Your assignment: Each line below needs to be printed again exactly.

==== Given data

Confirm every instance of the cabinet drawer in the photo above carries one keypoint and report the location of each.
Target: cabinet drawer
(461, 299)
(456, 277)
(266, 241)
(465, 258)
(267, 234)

========

Solution for this exercise:
Confirm every instance of the cabinet drawer in the photo above carries one keypoint and report the location of each.
Target: cabinet drawer
(461, 299)
(456, 277)
(266, 241)
(465, 258)
(267, 234)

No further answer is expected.